Task directions → Everything from the line containing "Mark the wooden deck, one point per instance." through the end of the entries should be transcribed exactly. Leave out all other lines.

•••••

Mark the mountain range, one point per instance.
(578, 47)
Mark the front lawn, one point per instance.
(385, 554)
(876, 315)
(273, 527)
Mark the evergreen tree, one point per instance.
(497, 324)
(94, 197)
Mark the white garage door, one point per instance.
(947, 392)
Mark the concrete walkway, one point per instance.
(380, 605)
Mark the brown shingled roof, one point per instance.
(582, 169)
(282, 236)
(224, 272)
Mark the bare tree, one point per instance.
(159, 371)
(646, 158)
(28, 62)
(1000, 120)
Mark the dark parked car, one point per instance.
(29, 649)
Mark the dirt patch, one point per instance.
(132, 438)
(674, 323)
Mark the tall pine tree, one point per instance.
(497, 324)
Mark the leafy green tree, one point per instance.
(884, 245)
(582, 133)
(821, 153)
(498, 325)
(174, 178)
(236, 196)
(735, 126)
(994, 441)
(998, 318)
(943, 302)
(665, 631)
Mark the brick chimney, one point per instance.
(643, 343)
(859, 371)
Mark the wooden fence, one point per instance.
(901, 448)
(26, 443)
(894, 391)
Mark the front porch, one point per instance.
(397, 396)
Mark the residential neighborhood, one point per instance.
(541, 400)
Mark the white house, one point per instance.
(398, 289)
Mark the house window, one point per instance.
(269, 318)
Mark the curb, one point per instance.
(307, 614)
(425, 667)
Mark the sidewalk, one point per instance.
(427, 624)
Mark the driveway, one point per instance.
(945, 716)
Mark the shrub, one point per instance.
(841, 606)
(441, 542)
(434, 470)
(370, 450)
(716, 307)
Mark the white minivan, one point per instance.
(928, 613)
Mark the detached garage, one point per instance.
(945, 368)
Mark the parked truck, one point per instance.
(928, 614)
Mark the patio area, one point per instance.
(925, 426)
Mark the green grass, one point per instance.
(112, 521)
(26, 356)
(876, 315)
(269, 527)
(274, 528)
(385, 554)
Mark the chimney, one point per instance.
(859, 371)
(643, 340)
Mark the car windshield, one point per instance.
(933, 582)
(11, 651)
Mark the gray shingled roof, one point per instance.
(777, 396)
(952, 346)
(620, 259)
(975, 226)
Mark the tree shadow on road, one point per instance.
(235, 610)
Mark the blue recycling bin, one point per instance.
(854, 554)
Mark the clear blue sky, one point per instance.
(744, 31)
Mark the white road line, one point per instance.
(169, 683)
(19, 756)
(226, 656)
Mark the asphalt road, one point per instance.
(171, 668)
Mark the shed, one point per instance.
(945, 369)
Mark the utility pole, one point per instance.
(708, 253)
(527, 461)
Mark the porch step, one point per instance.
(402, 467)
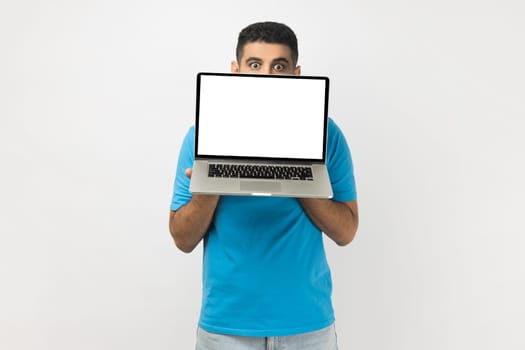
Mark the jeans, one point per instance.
(323, 339)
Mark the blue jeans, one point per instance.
(323, 339)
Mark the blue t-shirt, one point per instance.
(264, 265)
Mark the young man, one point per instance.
(266, 281)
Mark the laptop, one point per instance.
(261, 135)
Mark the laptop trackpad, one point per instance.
(260, 186)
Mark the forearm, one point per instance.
(191, 222)
(337, 220)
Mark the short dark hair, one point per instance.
(268, 32)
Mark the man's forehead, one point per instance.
(266, 51)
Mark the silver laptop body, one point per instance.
(261, 135)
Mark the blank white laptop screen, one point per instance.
(261, 117)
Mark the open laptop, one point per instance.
(261, 135)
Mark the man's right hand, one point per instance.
(191, 222)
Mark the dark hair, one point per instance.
(268, 32)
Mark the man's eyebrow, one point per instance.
(253, 59)
(281, 59)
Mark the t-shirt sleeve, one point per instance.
(340, 166)
(181, 187)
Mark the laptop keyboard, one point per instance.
(260, 171)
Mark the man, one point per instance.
(266, 281)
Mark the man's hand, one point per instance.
(191, 222)
(338, 220)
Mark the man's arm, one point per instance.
(191, 222)
(339, 220)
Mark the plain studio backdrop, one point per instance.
(96, 96)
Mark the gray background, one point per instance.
(95, 97)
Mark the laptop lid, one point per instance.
(261, 117)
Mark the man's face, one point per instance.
(264, 58)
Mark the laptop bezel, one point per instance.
(262, 159)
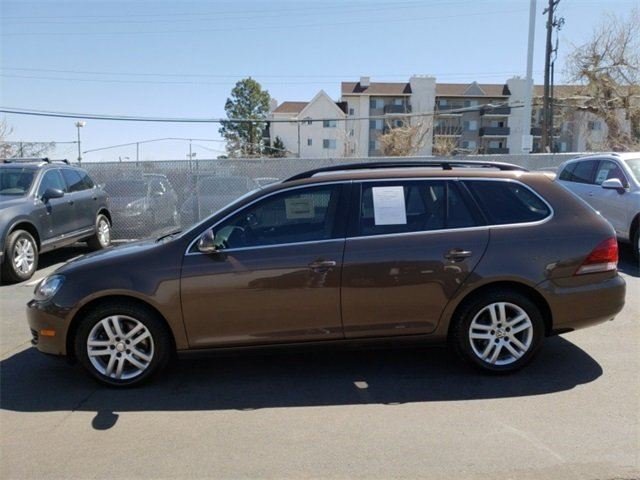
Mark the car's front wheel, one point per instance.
(102, 238)
(20, 256)
(122, 344)
(498, 332)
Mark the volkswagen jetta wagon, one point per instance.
(486, 256)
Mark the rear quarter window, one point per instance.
(508, 202)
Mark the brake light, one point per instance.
(603, 258)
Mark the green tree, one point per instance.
(247, 101)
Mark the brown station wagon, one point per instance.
(487, 256)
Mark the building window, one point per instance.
(329, 144)
(470, 125)
(376, 103)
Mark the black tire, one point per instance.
(10, 271)
(498, 338)
(157, 345)
(97, 241)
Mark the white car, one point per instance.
(610, 183)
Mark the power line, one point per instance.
(265, 27)
(133, 118)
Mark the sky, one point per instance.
(182, 58)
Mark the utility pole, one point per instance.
(546, 139)
(527, 139)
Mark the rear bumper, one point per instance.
(575, 307)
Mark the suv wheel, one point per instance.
(102, 237)
(122, 344)
(499, 332)
(20, 256)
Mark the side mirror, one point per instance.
(613, 184)
(206, 243)
(50, 193)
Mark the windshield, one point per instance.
(223, 185)
(634, 166)
(126, 188)
(15, 181)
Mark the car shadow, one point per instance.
(32, 382)
(626, 263)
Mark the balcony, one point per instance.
(495, 150)
(397, 109)
(450, 130)
(494, 131)
(537, 132)
(502, 111)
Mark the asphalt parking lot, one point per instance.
(402, 413)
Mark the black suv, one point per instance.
(46, 205)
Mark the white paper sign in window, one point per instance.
(299, 208)
(388, 206)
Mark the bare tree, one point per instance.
(608, 67)
(405, 139)
(21, 149)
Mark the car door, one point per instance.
(275, 276)
(410, 248)
(612, 204)
(56, 215)
(83, 199)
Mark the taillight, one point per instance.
(603, 258)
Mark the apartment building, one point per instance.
(320, 133)
(472, 118)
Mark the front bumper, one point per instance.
(49, 327)
(574, 307)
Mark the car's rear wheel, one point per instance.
(122, 344)
(102, 238)
(20, 257)
(498, 332)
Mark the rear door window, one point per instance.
(584, 171)
(411, 206)
(508, 202)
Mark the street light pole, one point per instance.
(79, 125)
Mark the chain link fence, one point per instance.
(152, 197)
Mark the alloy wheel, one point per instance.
(120, 347)
(501, 333)
(23, 256)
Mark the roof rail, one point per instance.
(34, 160)
(444, 164)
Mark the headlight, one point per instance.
(48, 287)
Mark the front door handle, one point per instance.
(456, 254)
(322, 264)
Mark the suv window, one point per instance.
(411, 206)
(608, 169)
(77, 180)
(51, 179)
(300, 215)
(508, 202)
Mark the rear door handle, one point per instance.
(457, 254)
(322, 264)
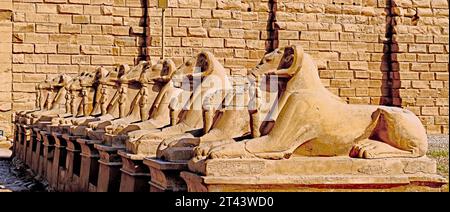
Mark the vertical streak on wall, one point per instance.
(5, 66)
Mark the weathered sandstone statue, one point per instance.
(314, 122)
(210, 91)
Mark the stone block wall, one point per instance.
(71, 36)
(391, 52)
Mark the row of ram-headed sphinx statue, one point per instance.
(140, 128)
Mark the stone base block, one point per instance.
(165, 175)
(314, 174)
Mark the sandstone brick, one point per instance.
(121, 30)
(329, 36)
(91, 29)
(420, 67)
(100, 19)
(439, 67)
(347, 92)
(192, 42)
(23, 87)
(231, 24)
(47, 28)
(430, 111)
(442, 76)
(190, 22)
(35, 38)
(37, 18)
(60, 18)
(420, 84)
(23, 27)
(23, 68)
(70, 28)
(436, 48)
(80, 59)
(219, 33)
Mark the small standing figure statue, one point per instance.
(103, 99)
(48, 103)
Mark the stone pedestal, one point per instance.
(29, 148)
(73, 163)
(135, 175)
(89, 165)
(109, 168)
(314, 174)
(49, 150)
(59, 162)
(165, 175)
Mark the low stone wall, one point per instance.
(392, 52)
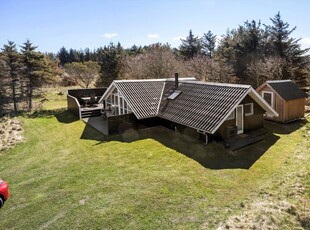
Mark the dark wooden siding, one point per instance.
(287, 110)
(251, 122)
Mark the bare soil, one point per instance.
(11, 132)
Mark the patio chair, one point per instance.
(92, 100)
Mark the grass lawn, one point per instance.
(66, 175)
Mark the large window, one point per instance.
(117, 104)
(231, 116)
(268, 96)
(248, 109)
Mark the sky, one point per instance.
(77, 24)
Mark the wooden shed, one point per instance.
(284, 97)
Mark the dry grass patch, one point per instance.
(11, 132)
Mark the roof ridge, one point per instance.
(219, 84)
(279, 81)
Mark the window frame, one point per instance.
(231, 116)
(251, 108)
(272, 98)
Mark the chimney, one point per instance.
(176, 81)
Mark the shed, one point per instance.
(285, 98)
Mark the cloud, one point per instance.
(109, 35)
(178, 38)
(305, 42)
(153, 35)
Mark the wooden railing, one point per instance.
(74, 106)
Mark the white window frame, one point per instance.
(251, 108)
(268, 92)
(231, 116)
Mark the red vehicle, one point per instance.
(4, 192)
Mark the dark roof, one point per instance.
(199, 105)
(202, 106)
(287, 89)
(142, 96)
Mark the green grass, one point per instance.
(67, 176)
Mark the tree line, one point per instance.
(250, 54)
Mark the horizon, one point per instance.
(92, 24)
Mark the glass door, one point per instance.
(239, 118)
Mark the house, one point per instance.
(209, 109)
(285, 98)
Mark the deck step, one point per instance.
(90, 113)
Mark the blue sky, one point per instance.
(51, 24)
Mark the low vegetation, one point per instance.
(66, 175)
(11, 132)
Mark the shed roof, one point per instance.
(287, 89)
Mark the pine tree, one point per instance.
(281, 44)
(12, 59)
(190, 47)
(110, 61)
(36, 68)
(63, 56)
(208, 44)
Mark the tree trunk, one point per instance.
(14, 96)
(30, 96)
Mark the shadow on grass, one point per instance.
(212, 156)
(90, 133)
(62, 115)
(286, 128)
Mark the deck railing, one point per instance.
(74, 106)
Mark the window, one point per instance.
(231, 116)
(248, 109)
(117, 103)
(268, 96)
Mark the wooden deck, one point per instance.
(91, 111)
(239, 141)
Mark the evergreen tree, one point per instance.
(36, 68)
(208, 44)
(63, 56)
(84, 74)
(74, 56)
(281, 44)
(240, 47)
(190, 47)
(12, 59)
(110, 60)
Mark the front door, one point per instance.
(239, 118)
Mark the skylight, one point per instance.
(174, 95)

•••••

Problem solution →
Mark the wooden deck, one point per instance.
(91, 111)
(239, 141)
Mark the evergreen tree, one point per instance.
(36, 68)
(208, 44)
(63, 56)
(84, 74)
(74, 56)
(281, 44)
(240, 47)
(190, 47)
(12, 59)
(110, 60)
Mark the front door, one point per instance.
(239, 118)
Mark the skylight, one point per instance.
(174, 95)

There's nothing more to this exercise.